• [Problem details]
Scan the entries below for the word "Vertices". Copy each line that has it.

• [The records]
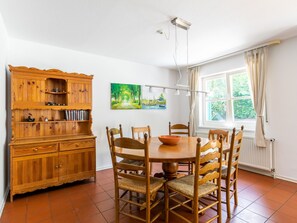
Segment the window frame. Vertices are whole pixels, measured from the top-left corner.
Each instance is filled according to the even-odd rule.
[[[231,77],[232,75],[240,74],[240,73],[246,73],[247,69],[245,67],[232,69],[228,71],[218,72],[214,74],[204,75],[200,77],[200,83],[201,88],[203,91],[206,91],[206,83],[208,80],[214,80],[218,79],[220,77],[225,78],[226,81],[226,97],[222,99],[214,99],[214,100],[207,100],[207,97],[205,94],[202,95],[201,101],[200,101],[200,122],[199,127],[202,128],[226,128],[230,129],[233,127],[240,128],[241,125],[244,125],[246,130],[255,130],[256,127],[256,117],[253,120],[235,120],[233,117],[234,114],[234,106],[233,102],[235,100],[242,100],[242,99],[251,99],[252,98],[252,91],[250,87],[250,82],[248,82],[248,86],[250,89],[250,96],[240,96],[240,97],[233,97],[232,95],[232,84],[231,84]],[[249,78],[249,77],[248,77]],[[225,101],[226,102],[226,120],[215,120],[215,121],[209,121],[207,120],[207,102],[209,101]]]

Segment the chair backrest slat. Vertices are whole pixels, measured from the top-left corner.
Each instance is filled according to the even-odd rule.
[[[190,136],[190,122],[188,122],[188,125],[184,125],[184,124],[171,125],[171,122],[169,122],[169,135]]]

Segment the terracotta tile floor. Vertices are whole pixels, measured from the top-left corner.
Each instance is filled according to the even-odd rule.
[[[154,172],[160,172],[154,164]],[[97,172],[92,180],[52,187],[6,202],[0,223],[109,223],[114,221],[112,169]],[[223,222],[297,222],[297,184],[241,170],[239,173],[239,205],[232,219]],[[206,213],[205,217],[208,214]],[[201,222],[205,219],[201,218]],[[127,217],[121,222],[134,223]],[[156,222],[164,222],[164,216]],[[172,219],[172,223],[180,222]]]

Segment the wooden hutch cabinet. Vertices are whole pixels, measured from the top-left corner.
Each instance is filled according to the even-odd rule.
[[[15,194],[94,178],[93,76],[9,66],[10,200]]]

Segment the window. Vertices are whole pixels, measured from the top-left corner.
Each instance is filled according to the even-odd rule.
[[[245,69],[202,78],[202,125],[206,127],[255,126],[249,79]]]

• [Task result]
Segment the window frame. Vertices are whole pixels, measured from the top-left corner.
Segment the chair backrest slat. Vertices are whole pixels, measured from the top-left corner.
Segment the terracotta tile floor. Vertices are whole pixels, measured from the top-left corner.
Segment the wooden hutch cabinet. Vertices are whole pixels, measured from the top-left corner.
Segment the window. Vertices are whole pixels, measured from the top-left corner.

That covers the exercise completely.